▼

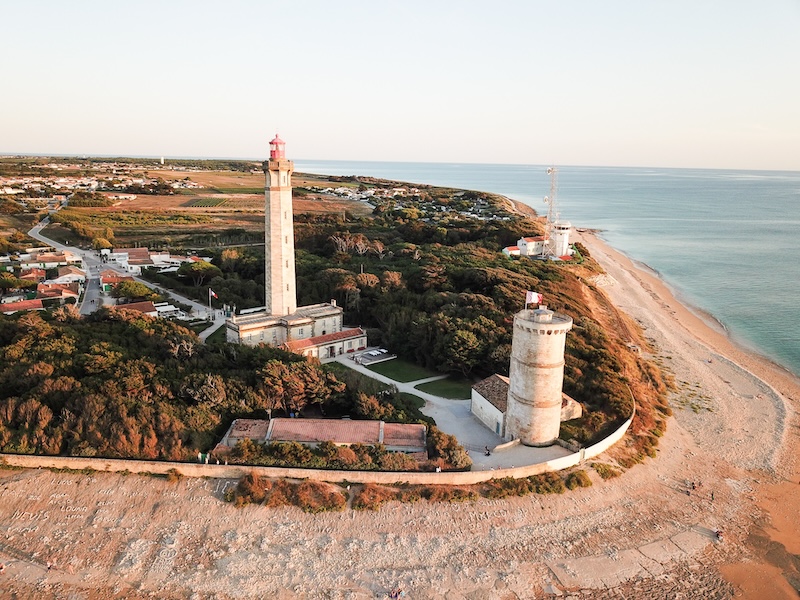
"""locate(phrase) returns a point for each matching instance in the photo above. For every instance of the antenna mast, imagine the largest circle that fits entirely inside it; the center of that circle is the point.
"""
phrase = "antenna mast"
(547, 247)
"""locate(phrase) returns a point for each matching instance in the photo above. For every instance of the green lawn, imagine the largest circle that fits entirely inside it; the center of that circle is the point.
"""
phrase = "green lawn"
(401, 370)
(456, 389)
(217, 337)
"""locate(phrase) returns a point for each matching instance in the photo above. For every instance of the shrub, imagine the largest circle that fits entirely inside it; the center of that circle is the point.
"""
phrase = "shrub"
(316, 496)
(606, 471)
(174, 476)
(577, 479)
(548, 483)
(251, 489)
(372, 496)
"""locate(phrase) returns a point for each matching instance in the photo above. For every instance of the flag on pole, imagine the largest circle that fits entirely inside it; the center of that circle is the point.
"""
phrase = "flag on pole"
(533, 297)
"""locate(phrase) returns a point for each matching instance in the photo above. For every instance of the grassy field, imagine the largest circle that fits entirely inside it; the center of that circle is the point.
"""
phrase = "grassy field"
(455, 389)
(206, 202)
(401, 370)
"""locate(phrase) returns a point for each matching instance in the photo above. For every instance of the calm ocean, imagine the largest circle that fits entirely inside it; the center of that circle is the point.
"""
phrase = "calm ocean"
(725, 241)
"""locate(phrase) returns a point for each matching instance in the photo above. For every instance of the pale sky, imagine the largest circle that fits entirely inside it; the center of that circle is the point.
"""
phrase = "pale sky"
(708, 84)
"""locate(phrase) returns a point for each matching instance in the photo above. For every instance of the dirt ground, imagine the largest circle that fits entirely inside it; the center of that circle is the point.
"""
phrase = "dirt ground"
(646, 534)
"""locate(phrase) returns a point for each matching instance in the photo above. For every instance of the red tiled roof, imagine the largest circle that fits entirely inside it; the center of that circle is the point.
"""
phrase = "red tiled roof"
(145, 307)
(21, 305)
(34, 273)
(321, 340)
(323, 430)
(57, 290)
(70, 270)
(399, 434)
(108, 277)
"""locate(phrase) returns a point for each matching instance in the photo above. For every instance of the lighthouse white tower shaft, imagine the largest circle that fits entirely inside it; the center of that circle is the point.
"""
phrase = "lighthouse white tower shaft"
(279, 287)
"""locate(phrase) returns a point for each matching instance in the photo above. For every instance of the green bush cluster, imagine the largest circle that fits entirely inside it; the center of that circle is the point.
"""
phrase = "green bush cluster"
(545, 483)
(310, 496)
(606, 471)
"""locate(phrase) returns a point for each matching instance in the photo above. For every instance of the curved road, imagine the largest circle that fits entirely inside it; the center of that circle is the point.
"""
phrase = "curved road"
(93, 296)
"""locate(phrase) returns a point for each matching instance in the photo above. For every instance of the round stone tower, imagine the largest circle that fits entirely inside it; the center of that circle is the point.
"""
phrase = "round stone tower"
(536, 376)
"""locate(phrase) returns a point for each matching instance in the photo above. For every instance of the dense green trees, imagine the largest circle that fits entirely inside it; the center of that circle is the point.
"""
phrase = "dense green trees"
(119, 383)
(198, 271)
(133, 290)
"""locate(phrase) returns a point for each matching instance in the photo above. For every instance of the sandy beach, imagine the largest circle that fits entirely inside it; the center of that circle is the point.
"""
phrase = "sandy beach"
(645, 534)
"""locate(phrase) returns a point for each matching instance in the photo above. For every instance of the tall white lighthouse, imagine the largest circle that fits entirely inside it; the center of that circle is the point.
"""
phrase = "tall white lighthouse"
(279, 290)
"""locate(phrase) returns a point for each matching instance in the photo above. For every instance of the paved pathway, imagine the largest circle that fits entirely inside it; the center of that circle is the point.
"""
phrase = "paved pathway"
(454, 417)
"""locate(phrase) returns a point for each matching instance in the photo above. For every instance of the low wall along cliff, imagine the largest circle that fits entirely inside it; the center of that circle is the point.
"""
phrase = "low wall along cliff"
(381, 477)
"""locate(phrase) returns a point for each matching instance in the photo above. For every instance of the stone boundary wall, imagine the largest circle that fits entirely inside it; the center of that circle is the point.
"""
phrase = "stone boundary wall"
(188, 469)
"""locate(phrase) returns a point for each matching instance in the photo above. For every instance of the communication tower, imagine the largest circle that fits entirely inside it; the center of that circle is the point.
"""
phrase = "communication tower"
(552, 215)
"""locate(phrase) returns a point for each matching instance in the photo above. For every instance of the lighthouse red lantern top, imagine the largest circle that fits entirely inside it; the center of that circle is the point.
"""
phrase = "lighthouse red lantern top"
(277, 149)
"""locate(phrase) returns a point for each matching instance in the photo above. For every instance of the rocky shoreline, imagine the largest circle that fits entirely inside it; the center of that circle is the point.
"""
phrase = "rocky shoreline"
(648, 533)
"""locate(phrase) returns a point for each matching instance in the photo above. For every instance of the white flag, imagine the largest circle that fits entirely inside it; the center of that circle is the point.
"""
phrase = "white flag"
(533, 298)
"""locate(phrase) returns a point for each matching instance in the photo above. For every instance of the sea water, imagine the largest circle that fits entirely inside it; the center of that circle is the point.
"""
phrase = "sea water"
(725, 241)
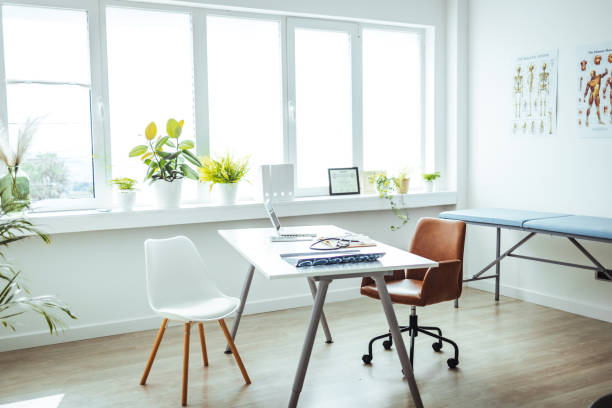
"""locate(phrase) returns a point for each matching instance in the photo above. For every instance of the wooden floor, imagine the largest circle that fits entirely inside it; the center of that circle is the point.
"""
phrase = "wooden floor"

▲

- _Exercise aim_: Each record should be written out again exactly, though without its pictures.

- _Output of the task_:
"""locate(phrase) returns a point for each matching instance in the photo above. For every instance of the antenna mast, imagine the largest circle that fits entirely inside it; the center of that circle is the point.
"""
phrase = "antenna mast"
(547, 247)
"""locate(phrase) returns a point for each matching instance in the photo above. For every instance of the green lawn, imagine the largest circle that fits entirely inside it; the center of that circle is the point.
"""
phrase = "green lawn"
(401, 370)
(456, 389)
(217, 337)
"""locate(phrase) returns a point for each matching instance in the photo above. For every instance of the shrub, imagine the largest circle that fits entirely inside it; the center of that circle is the point.
"""
phrase = "shrub"
(316, 496)
(606, 471)
(174, 476)
(577, 479)
(548, 483)
(251, 489)
(372, 496)
"""locate(phrase) returns a point for each matching instance in the photo above. For every instance of the flag on pole, imagine the largest circle that fits entirely inside it; the center of that circle is the point.
"""
phrase = "flag on pole"
(533, 297)
"""locate(phrase) returns a point for each matching instance in the photo above. For every instance of the grassy field, imagine the largest circle that fits entirely inside it; the center of that circle is the point.
"""
phrase = "grassy field"
(455, 389)
(206, 202)
(401, 370)
"""locate(phrase) returns a point for each matching instance in the photo above. For every instance of the calm ocean, imagine the largest circle that fits entirely inside it; the center of that circle is the point.
"""
phrase = "calm ocean"
(725, 241)
"""locate(phrase) returns a point for each matching instance in the photo above. For every instance of the pale sky, imagine the largest circle that fits entirely inside it; the center of that circle is the point.
"""
phrase = "pale sky"
(708, 84)
"""locate(phrase) returns a point for each matching instance in the photo above. For every instance of the dirt ground, imagine the largest circle that fits entirely inside it; the center of that circle is the point.
"""
phrase = "dirt ground"
(646, 534)
"""locate(phrase) returns a point for each matching instance in the photo above. For every instance of the red tiled roof, imagine the largest circle that fits entirely inside it; the center of that circle is the point.
"""
phrase = "red tiled roof"
(145, 307)
(21, 305)
(34, 273)
(321, 340)
(323, 430)
(57, 290)
(70, 270)
(399, 434)
(108, 277)
"""locate(phrase) returns a point for each matching instance in the photo above. For every instance of the lighthouse white tower shaft, imagine the largest circle that fits entirely inside it; the center of that circle is the point.
"""
phrase = "lighthouse white tower shaft"
(279, 287)
"""locate(phrase) returns a point for each matching instance in the photo above. For every instance of the green bush cluster, imagine the largest circle that fits entirely inside it; the center of that circle is the point.
"""
phrase = "green bush cluster"
(545, 483)
(310, 496)
(606, 471)
"""locate(phrase) returns a point for each matching instance in the photo above. For every instance of the curved road, imagine the largest circle that fits entirely inside it; the center of that circle is the point.
"""
phrase = "curved road"
(93, 296)
"""locate(phrase) returns a point for each matching instance in the photo above. For every instance of the round stone tower, imagine the largest circle that fits entirely inside it; the center of that circle is the point.
"""
phrase = "round stone tower"
(536, 376)
"""locate(phrase) returns a point for each matching instance in the photo above. For every instance of the dense green trees, imagine the largest circle that fits entirely inside it; the center of that circle is the point.
"""
phrase = "dense green trees"
(119, 383)
(198, 271)
(133, 290)
"""locate(phrase) returns a point for each matching instance in the photo above. For every instance of the sandy beach, imagine the largest circle that fits entirely inside it; the center of that circle is the point.
"""
phrase = "sandy beach"
(645, 534)
"""locate(phrase) returns a point for each matching instance in the photo above. For every instance of the tall white lighthouse, imagine the largest circle that fits entirely inside it; the center of that circle is the point.
"""
phrase = "tall white lighthouse"
(279, 290)
"""locate(phrase) returns a point for each matching instance in the photo above. For every instance of the paved pathway, imagine the largest circle that fits entirely inside it; the center of that circle is the point.
"""
phrase = "paved pathway"
(454, 417)
"""locate(phrase) returns a point for each matching instance in the photo above. For every instance of the low wall along cliff, imagine the largest circle that fits entirely inside it; the center of that circle is the point.
"""
phrase = "low wall along cliff"
(381, 477)
"""locate(phrase) returns a point for each matching instance in the photo above. For every instance of the stone boundary wall, imagine the largest circle that fits entirely inside it; the center of that circle is the point.
"""
phrase = "stone boundary wall"
(188, 469)
"""locate(phrase) returns a point for each matching instance in the photo above. For every instance of the communication tower, imagine the largest circle that fits entirely inside it; the center of that circle is the point.
"""
phrase = "communication tower"
(552, 215)
"""locate(phrase) returns a point for each matching instance in the photo above. For every instance of the lighthouse red lantern top, imagine the largest circle that fits entirely inside it; the center of that circle is the point.
"""
phrase = "lighthouse red lantern top"
(277, 149)
"""locate(phrase) returns a point for each matching instance in the photo above. For every instance of the rocky shoreline, imagine the largest circle that fits entirely inside it; the center of that circle is the point.
"""
phrase = "rocky shoreline"
(648, 533)
"""locate(phrase) returns a point for each matching instance in the photo above. For every instance of the white flag, imagine the largest circle that fits entirely inside it; the center of that circle is the point.
"""
phrase = "white flag"
(533, 298)
"""locate(phrase) returns a point for each matching instance in the photo above. For every instance of the sea water, imagine the largest circle that fits entirely inside it; the center of that circle is the point.
"""
phrase = "sea water"
(725, 241)
"""locate(phrase) returns a point for each matching instance in the photo above. For every instance of the wooden floor, imagine the largest circle that fits entirely inside it; the center of that circle is the point.
"""
phrase = "wooden floor"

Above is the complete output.